### Actions to take
1 - What two names does the camping piece give for the luxury style of camping?
2 - Duplicate the camping piece from the words "You are soft." up to and including the words "out of you.", changing nothing.
=== Page extract ===
You are soft. You are lily livered, pampered, and oh so sensitive. Every where you turn, you are supported by some labour-saving device. Something to make everything much more comfortable. Life in the twenty first century is a snooze between the sheets. Governments play the role of overarching nannies, making sure that little darlings don’t hurt themselves in the big bad world. You move from your air conditioned home into your air conditioned car and, then, into your air conditioned workplace. Ambient measures are taken to lessen the harsh realities of life itself in every direction. You drive a 4WD SUV that never leaves the finely manicured bitumen roads of the city. You are soft! The perils of roughing it ought to frighten the bejesus out of you.
Camping: An Historical Fantasy Recreation
Camping, the very word should fill you with dread of things that go bump in the night. Wild animals howling at the moon. Slithering snakes and big hairy creeping spiders. The wind moving through the trees. Black as black nights beneath a frightening array of stars in the never-ending expanse of sky. Unpredictable weather with erratic and random tendencies to inclement showers. Snorting snuffles and low growling sounds just outside the tent. The only trolls you will meet in the bush are likely to be part of the natural eco system. The hard ground beneath your body, as you attempt to get back to sleep. It is the stuff of nightmares for soft city dwellers. A fantasy about the way our ancestors use to do things in some sort of historical recreation or re-enactment.
Camper Vans Designed for Pimps
I have heard many reports of campers returning home with stuffed backs and needing some sort of remedial therapy. The great outdoors is not as comfortable as our five-star 21C urban lives are at home. You might be camping in the wilds of Tasmania, which can be a great way to get away from business concerns and the stressors of life, but people die out there. The perils of roughing it are greater than sweating the small stuff in your tidy office or European car. Some folks attempt to bring the deluxe life with them in the form of camper vans designed for pimps. They seek to alleviate the hardships presented by nature with a coating of upper middle-class bogan luxury.
Glamping the Campluxe Experience
Campluxe or glamping, they call it, the translation of something essentially brutal into something digestible for the modern metrosexual man and woman. You are soft and don’t even try denying it.
=== Recorded data ===
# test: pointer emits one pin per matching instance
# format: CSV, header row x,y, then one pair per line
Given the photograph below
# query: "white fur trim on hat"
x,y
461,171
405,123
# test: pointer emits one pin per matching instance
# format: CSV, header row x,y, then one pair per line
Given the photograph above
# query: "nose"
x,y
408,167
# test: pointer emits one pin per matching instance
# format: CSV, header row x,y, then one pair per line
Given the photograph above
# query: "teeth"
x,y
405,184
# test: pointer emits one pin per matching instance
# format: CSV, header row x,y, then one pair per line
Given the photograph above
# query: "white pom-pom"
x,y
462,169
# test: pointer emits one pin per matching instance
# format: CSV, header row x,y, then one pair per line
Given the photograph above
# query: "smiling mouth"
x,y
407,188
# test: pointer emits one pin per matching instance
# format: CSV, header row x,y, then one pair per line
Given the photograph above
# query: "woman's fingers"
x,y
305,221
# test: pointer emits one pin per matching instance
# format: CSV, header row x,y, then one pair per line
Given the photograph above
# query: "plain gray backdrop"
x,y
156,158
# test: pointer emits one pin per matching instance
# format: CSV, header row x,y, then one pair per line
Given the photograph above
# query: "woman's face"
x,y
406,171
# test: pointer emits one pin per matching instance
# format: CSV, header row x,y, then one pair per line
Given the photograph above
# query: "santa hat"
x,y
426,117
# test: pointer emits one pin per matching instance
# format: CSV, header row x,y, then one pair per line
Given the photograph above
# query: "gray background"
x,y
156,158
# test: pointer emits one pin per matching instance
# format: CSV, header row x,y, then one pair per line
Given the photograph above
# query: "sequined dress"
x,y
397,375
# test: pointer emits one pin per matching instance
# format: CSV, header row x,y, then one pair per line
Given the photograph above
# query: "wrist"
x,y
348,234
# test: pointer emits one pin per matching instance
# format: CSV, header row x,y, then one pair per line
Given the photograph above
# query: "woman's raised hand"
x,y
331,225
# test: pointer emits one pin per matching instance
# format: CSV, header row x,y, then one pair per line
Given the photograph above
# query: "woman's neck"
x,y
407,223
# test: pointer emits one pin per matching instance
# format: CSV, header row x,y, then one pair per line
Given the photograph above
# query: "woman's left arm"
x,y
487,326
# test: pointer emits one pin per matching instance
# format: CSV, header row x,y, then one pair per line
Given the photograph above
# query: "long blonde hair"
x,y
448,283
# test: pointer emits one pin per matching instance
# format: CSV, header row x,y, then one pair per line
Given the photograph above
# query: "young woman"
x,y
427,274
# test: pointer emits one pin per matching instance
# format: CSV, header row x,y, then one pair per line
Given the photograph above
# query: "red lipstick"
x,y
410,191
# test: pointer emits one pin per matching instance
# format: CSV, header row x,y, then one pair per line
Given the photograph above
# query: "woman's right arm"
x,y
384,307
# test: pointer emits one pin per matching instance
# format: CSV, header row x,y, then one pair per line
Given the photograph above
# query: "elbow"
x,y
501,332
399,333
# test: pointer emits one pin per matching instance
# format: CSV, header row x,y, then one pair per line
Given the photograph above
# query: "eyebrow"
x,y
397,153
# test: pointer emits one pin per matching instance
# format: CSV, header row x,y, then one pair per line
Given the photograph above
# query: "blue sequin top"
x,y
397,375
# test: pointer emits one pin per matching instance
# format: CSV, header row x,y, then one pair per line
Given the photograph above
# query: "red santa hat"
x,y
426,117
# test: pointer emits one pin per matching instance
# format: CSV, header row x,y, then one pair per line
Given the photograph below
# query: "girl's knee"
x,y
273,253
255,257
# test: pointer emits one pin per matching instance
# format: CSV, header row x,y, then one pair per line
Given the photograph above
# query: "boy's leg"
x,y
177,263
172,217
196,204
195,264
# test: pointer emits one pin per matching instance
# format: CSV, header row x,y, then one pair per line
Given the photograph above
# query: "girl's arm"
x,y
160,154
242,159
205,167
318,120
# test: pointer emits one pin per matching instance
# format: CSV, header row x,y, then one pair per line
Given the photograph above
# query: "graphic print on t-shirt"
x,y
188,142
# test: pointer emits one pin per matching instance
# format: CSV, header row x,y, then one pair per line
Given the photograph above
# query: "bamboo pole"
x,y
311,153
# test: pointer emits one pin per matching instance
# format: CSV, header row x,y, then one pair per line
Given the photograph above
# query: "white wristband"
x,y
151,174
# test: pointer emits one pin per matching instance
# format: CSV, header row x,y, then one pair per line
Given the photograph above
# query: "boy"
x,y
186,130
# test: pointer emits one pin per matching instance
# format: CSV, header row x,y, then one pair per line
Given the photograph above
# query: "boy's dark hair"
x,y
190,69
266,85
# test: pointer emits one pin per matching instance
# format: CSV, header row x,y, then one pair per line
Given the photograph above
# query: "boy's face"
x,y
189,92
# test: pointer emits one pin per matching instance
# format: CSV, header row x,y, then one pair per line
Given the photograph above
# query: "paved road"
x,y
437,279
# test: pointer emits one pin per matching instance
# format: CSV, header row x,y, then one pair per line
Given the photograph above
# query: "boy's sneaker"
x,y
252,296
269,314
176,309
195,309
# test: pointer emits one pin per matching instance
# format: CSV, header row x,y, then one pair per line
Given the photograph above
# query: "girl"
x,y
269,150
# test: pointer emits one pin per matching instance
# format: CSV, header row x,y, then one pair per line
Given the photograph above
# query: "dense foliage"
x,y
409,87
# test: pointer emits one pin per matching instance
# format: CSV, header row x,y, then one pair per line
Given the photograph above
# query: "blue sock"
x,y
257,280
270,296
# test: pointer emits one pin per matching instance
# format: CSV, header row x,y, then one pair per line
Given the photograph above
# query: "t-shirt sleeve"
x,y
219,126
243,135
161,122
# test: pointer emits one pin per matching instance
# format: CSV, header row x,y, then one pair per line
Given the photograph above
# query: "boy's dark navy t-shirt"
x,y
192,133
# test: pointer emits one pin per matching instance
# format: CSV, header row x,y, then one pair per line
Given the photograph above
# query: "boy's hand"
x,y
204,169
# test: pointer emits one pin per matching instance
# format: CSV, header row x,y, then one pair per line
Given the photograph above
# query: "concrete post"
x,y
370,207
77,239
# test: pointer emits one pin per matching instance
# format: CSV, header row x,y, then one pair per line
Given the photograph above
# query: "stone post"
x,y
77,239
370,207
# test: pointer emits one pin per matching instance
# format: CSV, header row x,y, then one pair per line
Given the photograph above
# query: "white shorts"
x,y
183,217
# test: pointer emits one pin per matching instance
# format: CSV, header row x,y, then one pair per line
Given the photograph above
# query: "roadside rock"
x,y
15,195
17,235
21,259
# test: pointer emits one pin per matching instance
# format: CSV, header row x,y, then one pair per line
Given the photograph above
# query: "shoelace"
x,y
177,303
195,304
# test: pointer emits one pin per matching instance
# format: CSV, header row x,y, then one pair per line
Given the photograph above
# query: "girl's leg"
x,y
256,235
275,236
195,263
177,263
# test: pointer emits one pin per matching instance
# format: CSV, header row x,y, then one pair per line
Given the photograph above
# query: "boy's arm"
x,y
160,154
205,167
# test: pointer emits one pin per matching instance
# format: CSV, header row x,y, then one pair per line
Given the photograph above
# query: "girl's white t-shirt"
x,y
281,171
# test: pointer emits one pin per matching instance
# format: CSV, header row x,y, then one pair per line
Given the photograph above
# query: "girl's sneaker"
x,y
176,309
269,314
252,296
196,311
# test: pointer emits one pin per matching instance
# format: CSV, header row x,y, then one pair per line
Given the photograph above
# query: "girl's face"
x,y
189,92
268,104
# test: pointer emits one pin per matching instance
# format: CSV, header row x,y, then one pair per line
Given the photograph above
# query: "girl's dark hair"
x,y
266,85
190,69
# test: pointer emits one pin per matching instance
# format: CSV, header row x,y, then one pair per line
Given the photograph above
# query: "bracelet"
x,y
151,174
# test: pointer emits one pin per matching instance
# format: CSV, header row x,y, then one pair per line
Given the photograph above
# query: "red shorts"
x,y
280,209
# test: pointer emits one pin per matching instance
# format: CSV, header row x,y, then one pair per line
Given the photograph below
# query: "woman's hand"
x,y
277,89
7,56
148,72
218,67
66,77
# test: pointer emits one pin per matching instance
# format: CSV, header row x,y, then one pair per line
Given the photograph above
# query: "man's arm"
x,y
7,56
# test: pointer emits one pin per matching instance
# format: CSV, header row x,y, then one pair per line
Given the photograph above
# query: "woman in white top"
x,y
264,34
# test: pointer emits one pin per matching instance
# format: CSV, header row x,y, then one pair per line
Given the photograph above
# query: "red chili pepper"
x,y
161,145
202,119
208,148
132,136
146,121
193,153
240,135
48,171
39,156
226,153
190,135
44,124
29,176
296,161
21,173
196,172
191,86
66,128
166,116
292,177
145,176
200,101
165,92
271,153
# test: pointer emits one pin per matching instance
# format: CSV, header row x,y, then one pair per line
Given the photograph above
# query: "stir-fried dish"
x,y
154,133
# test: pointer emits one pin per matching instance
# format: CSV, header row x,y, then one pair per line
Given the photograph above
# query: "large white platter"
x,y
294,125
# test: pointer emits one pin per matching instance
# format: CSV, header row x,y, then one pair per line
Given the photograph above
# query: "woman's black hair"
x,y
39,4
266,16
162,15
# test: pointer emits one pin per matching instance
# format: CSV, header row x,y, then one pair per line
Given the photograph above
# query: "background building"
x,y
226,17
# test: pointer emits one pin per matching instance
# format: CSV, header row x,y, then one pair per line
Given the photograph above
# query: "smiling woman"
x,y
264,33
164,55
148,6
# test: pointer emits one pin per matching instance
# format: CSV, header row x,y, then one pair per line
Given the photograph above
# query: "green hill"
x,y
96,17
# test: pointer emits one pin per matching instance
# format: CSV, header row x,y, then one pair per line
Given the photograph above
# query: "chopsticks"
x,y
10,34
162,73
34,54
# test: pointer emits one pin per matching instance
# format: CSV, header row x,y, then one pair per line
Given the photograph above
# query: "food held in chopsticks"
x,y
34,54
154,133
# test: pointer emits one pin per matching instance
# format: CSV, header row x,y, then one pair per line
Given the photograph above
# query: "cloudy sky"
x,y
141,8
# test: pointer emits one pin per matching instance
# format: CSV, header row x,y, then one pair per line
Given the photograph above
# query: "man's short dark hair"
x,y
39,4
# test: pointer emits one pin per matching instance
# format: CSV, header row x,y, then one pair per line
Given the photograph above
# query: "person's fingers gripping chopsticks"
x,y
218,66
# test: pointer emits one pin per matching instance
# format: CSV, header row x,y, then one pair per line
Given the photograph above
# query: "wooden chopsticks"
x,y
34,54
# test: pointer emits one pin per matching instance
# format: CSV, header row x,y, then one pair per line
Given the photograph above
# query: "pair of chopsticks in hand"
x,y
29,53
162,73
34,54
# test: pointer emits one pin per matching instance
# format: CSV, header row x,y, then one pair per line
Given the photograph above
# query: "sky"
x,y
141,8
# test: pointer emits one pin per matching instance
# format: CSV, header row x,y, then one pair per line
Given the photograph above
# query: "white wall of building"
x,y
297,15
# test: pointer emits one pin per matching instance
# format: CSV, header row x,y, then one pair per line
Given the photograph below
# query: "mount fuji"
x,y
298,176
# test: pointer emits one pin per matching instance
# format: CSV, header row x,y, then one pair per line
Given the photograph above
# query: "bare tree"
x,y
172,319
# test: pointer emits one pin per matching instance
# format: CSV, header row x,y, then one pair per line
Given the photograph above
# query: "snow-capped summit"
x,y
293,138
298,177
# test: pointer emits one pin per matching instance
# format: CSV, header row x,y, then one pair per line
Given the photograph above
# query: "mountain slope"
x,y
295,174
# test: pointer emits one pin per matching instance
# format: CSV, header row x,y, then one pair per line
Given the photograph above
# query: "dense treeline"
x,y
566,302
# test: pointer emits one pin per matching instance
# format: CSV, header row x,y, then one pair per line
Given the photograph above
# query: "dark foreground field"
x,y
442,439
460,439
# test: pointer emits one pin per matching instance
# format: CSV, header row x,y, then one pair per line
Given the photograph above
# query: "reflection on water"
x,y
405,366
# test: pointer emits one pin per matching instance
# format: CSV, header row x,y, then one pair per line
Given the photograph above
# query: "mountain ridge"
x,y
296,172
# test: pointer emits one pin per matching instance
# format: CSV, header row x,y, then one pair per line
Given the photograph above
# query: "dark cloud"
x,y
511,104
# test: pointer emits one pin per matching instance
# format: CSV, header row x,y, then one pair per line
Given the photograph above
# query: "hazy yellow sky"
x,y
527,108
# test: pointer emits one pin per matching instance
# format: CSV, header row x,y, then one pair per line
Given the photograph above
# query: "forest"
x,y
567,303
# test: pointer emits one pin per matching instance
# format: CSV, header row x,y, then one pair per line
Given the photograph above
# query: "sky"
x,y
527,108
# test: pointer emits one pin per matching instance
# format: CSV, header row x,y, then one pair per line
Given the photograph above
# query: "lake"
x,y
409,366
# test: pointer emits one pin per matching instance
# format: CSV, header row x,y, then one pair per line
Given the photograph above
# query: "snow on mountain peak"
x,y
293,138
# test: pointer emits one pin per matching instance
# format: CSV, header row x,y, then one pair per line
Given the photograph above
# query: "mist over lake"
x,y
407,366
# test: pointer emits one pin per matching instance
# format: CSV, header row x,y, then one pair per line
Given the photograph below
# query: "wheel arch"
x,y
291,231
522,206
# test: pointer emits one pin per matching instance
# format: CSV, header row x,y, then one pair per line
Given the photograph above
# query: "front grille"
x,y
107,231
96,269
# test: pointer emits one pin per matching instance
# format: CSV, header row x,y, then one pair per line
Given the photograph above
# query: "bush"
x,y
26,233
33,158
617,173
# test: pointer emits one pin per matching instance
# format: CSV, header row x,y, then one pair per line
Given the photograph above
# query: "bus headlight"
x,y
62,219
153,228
===
### Responses by task
1 - Campluxe and glamping.

2 -
You are soft. You are lily livered, pampered, and oh so sensitive. Every where you turn, you are supported by some labour-saving device. Something to make everything much more comfortable. Life in the twenty first century is a snooze between the sheets. Governments play the role of overarching nannies, making sure that little darlings don’t hurt themselves in the big bad world. You move from your air conditioned home into your air conditioned car and, then, into your air conditioned workplace. Ambient measures are taken to lessen the harsh realities of life itself in every direction. You drive a 4WD SUV that never leaves the finely manicured bitumen roads of the city. You are soft! The perils of roughing it ought to frighten the bejesus out of you.